- TASKS FOR THIS EXERCISE:
[a] Summarize the text on vocabulary games for kids in two sentences.
[b] In the text on vocabulary games for kids, what should players do in the Categories Game after repeating a word?
[c] From the text on vocabulary games for kids, quote the stretch from "While playing this" through "2. What Am I?".

- PROVIDED TEXT:
+ + + + +

Building vocabulary in early childhood is all about exposing children to language – by talking to them, reading to them and generally exposing them to a language-rich environment.
You can also find fun ways to teach vocabulary by planning specific activities, such as playing games or engaging in interactive language activities.
Here are some awesome vocabulary games for kids that are simple and require no prep.
I’ve put together a list of easy games I used to play in my classroom that the kids loved. Play them in class, at home, on the way to school or while doing chores like making dinner together!
My personal favourite is the last game as it is a real challenge.
The Categories Game teaches children new words as well as their meaning, context and the relationship between words.
How to play Categories:
- Choose a category – fruit, kitchen, the zoo, music, clothes, etc.
- Make a long string of words that belong in the category by taking turns adding words.
- Each word may only be said once.
- If you repeat a word, choose a word that doesn’t belong or simply run out of ideas, choose a new category and start again.
- Stay motivated by writing down the record of how many words are in a category and attempt to beat it.
This game is great for teaching children to understand the context of words and how they relate to each other. Words do not live in isolation but work together.
Children may have a good vocabulary of general words but are also able to start developing some theme-specific words that are more unusual in everyday language.
As they grow up and develop more interests they also learn the jargon related to their interests.
While playing this game, try to throw in some interesting, less common words now and again when it is your turn, explaining any words that your children aren’t familiar with.
2. What Am I?
This game is about finding the words to explain something. It will expand your children’s vocabulary of adjectives and verbs.

+ + + + +

- Object position labeling entries:

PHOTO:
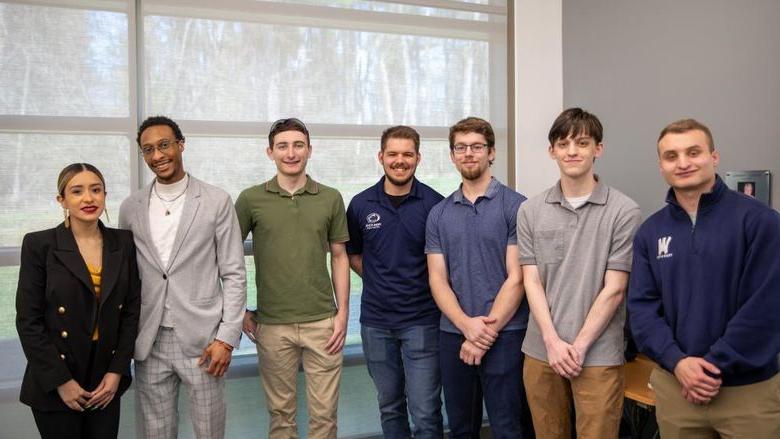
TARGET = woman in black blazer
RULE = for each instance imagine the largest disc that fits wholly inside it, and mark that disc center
(77, 308)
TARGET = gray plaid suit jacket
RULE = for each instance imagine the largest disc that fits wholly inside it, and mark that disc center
(205, 279)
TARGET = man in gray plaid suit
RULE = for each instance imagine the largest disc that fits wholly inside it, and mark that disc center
(191, 262)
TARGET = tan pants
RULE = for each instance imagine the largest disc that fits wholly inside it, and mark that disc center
(751, 411)
(280, 350)
(598, 400)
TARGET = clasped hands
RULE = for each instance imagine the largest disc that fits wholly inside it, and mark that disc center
(700, 380)
(566, 359)
(79, 399)
(479, 338)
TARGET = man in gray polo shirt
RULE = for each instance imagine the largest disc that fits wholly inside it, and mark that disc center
(575, 248)
(476, 280)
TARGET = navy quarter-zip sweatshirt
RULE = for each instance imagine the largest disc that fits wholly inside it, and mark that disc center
(712, 289)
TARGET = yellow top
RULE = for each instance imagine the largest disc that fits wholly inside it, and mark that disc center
(96, 275)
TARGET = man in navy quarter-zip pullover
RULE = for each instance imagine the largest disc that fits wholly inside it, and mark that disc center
(399, 321)
(704, 298)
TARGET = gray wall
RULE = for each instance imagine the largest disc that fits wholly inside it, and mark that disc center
(639, 65)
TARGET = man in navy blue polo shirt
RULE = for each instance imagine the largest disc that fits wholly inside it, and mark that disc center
(399, 319)
(476, 280)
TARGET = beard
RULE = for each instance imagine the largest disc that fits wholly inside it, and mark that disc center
(398, 181)
(472, 174)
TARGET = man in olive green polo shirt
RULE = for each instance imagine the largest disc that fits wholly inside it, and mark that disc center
(294, 222)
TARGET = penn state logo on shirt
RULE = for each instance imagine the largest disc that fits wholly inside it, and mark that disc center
(664, 243)
(372, 221)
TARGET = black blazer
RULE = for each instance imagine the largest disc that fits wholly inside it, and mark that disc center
(56, 310)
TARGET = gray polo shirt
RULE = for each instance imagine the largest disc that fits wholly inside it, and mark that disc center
(473, 239)
(572, 249)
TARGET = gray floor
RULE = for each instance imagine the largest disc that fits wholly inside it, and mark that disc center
(247, 416)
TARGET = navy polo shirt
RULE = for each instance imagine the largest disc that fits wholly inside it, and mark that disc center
(396, 294)
(473, 239)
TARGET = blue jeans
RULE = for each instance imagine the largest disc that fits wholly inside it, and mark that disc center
(404, 363)
(499, 379)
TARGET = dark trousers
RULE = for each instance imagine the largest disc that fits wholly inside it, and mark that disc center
(89, 424)
(499, 380)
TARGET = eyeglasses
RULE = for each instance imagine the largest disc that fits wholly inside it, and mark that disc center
(460, 148)
(162, 147)
(288, 121)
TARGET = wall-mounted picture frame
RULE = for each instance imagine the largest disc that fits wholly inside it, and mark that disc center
(756, 184)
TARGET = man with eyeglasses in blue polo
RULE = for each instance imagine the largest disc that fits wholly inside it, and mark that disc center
(476, 280)
(294, 222)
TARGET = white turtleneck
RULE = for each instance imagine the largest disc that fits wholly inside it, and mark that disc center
(163, 227)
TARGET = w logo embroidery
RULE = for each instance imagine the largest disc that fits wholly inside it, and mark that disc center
(663, 247)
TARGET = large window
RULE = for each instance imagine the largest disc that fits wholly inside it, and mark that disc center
(77, 76)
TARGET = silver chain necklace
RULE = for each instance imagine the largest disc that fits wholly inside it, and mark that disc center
(169, 203)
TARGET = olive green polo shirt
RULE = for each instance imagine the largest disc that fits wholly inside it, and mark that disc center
(292, 235)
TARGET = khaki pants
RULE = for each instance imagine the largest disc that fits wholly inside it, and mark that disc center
(280, 350)
(737, 412)
(598, 400)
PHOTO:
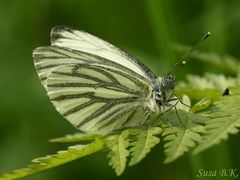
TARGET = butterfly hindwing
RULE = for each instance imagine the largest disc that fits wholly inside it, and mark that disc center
(97, 99)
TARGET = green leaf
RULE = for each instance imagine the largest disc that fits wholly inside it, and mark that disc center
(50, 161)
(145, 141)
(118, 145)
(210, 85)
(182, 135)
(226, 63)
(224, 119)
(202, 104)
(74, 138)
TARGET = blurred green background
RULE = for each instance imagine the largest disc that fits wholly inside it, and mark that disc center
(144, 28)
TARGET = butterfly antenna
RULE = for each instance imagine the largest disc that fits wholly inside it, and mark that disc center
(183, 60)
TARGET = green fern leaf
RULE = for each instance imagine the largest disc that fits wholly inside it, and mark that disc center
(226, 63)
(50, 161)
(181, 138)
(118, 145)
(145, 141)
(210, 85)
(202, 104)
(74, 138)
(224, 119)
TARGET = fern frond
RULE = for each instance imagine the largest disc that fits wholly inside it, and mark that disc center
(181, 138)
(50, 161)
(226, 63)
(209, 85)
(118, 145)
(224, 119)
(202, 104)
(144, 141)
(74, 138)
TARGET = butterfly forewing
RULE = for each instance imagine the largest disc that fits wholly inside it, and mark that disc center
(84, 42)
(97, 99)
(96, 86)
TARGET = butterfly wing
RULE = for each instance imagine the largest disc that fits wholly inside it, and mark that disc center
(95, 85)
(98, 99)
(84, 42)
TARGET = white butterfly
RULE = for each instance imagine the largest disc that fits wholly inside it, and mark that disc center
(96, 86)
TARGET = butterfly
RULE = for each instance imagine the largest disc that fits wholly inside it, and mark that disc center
(98, 87)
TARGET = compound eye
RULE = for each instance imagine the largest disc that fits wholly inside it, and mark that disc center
(158, 96)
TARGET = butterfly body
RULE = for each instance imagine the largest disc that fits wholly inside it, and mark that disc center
(95, 85)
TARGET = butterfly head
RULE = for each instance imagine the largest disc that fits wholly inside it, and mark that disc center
(167, 83)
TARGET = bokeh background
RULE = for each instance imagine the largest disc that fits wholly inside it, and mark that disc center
(144, 28)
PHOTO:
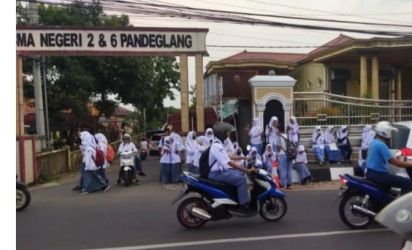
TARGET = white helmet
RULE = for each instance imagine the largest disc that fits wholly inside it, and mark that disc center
(384, 129)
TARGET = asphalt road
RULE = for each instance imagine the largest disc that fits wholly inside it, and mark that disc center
(141, 217)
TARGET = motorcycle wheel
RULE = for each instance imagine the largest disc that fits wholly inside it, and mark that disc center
(23, 198)
(351, 218)
(273, 208)
(184, 215)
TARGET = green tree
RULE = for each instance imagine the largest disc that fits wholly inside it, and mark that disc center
(74, 81)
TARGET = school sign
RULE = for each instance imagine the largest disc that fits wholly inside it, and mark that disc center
(131, 41)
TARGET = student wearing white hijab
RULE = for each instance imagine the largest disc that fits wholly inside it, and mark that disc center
(201, 145)
(344, 143)
(300, 165)
(271, 132)
(367, 137)
(255, 134)
(92, 181)
(318, 144)
(332, 152)
(191, 147)
(293, 130)
(209, 135)
(102, 144)
(268, 157)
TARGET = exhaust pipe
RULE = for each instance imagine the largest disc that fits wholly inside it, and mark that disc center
(364, 210)
(200, 213)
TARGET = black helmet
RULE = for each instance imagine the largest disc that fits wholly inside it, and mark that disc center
(221, 129)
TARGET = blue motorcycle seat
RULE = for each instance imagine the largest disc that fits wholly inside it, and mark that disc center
(225, 187)
(370, 183)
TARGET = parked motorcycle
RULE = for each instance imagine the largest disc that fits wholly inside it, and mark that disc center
(143, 154)
(127, 167)
(23, 197)
(216, 200)
(361, 200)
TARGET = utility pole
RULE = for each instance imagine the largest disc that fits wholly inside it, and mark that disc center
(38, 93)
(221, 97)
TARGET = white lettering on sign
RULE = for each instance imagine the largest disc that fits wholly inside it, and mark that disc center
(49, 40)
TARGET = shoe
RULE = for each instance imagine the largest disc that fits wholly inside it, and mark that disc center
(106, 188)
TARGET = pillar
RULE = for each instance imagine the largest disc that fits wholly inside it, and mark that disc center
(363, 76)
(200, 116)
(184, 93)
(19, 97)
(399, 84)
(375, 78)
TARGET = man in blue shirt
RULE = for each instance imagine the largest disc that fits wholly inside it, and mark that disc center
(378, 158)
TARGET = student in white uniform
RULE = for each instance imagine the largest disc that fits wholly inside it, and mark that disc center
(127, 146)
(92, 181)
(223, 169)
(191, 148)
(318, 144)
(255, 134)
(102, 144)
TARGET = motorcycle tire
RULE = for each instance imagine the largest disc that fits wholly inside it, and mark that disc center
(184, 215)
(351, 218)
(23, 198)
(273, 208)
(127, 177)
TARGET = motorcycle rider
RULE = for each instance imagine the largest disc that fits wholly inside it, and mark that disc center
(125, 146)
(379, 156)
(223, 169)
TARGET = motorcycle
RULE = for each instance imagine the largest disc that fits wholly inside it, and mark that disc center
(127, 167)
(143, 154)
(23, 197)
(361, 200)
(215, 200)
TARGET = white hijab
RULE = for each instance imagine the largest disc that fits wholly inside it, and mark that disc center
(329, 136)
(210, 136)
(317, 136)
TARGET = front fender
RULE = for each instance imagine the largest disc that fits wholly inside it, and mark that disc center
(271, 192)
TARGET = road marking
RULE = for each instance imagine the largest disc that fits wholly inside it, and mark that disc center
(231, 240)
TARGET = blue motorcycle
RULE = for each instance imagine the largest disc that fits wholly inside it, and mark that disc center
(361, 200)
(212, 201)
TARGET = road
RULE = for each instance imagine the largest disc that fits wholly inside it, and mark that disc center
(141, 217)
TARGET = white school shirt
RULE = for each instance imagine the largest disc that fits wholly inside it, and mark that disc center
(218, 156)
(89, 154)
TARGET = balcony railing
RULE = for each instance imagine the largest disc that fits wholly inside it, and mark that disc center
(318, 108)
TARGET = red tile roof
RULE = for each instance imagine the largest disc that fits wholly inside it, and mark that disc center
(250, 56)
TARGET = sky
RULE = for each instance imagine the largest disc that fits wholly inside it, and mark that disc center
(383, 11)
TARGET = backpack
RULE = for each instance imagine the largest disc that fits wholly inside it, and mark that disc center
(110, 153)
(99, 159)
(204, 167)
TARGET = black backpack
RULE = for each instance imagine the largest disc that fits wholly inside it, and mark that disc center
(204, 167)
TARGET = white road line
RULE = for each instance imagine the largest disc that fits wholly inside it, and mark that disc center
(231, 240)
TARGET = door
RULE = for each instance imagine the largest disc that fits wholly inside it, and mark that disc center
(274, 108)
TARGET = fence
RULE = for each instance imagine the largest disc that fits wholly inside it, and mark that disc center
(318, 108)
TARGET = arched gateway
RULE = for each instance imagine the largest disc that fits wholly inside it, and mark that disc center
(272, 95)
(128, 41)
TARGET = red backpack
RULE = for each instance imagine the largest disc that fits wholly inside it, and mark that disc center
(110, 153)
(99, 159)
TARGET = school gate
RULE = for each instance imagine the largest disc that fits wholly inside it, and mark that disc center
(128, 41)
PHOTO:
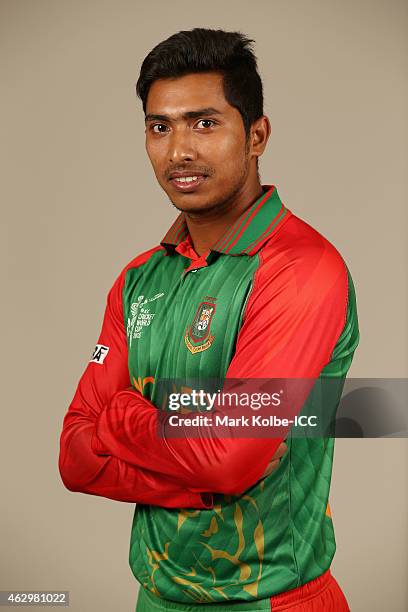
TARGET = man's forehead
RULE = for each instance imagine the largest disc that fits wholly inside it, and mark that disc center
(177, 96)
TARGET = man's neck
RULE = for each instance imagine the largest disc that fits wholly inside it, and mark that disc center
(206, 230)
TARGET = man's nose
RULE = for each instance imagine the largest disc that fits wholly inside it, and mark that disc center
(181, 146)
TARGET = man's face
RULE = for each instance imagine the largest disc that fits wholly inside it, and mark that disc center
(196, 142)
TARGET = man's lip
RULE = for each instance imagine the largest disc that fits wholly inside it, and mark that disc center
(188, 186)
(185, 173)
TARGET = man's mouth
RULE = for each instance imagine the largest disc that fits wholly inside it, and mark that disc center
(188, 183)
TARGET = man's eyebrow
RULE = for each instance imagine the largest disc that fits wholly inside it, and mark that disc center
(201, 112)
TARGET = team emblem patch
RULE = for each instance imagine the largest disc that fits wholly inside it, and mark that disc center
(99, 353)
(198, 336)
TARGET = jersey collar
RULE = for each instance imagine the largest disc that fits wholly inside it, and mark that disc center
(249, 232)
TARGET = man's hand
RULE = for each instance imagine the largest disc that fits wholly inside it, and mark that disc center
(274, 462)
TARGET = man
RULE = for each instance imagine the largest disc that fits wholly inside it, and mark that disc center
(238, 289)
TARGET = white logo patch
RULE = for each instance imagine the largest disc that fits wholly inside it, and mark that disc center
(99, 354)
(141, 316)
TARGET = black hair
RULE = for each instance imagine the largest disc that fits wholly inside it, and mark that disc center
(207, 50)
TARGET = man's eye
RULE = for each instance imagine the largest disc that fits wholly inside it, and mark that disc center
(206, 123)
(159, 128)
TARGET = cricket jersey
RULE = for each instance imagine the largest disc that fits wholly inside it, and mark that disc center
(271, 299)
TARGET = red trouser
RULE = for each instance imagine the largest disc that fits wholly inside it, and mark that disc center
(320, 595)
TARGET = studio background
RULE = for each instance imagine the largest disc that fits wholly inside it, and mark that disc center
(79, 200)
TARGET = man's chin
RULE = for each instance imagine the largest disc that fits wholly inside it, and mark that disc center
(188, 204)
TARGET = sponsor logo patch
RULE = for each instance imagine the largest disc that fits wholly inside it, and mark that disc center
(99, 354)
(198, 336)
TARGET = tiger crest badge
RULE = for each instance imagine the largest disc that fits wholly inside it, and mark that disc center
(198, 336)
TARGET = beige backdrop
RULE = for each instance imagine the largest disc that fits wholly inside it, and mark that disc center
(80, 200)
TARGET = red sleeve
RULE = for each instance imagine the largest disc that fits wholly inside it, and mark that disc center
(81, 468)
(293, 319)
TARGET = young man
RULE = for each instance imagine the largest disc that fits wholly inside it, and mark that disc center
(239, 288)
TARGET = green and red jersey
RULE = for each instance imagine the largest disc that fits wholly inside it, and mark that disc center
(272, 299)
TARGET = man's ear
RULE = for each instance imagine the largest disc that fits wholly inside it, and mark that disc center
(259, 136)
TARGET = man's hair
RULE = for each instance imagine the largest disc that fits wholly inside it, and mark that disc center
(207, 50)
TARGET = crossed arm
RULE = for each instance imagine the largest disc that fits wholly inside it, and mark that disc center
(109, 441)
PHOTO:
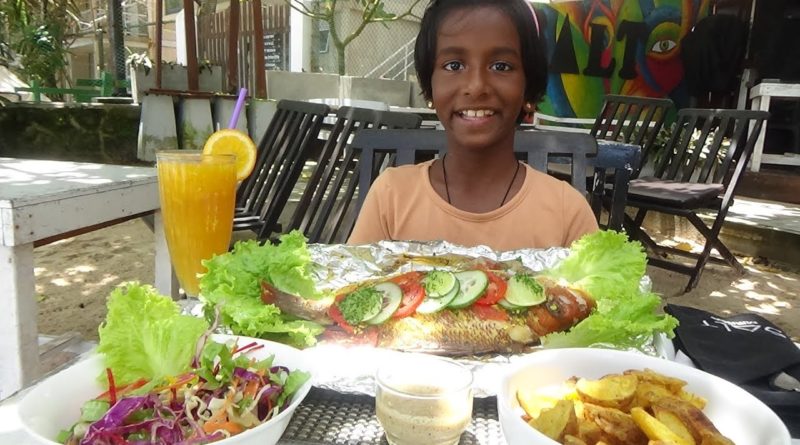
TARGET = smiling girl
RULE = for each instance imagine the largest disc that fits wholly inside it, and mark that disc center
(481, 64)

+ + + + +

- RESULTS:
[a] Children build vocabulary by being exposed to a language-rich environment, and planned activities like games can also teach new words. In the Categories Game, players take turns naming words that fit a chosen category, which teaches children word meanings, context and how words relate to each other.

[b] Choose a new category and start again.

[c]
While playing this game, try to throw in some interesting, less common words now and again when it is your turn, explaining any words that your children aren’t familiar with.
2. What Am I?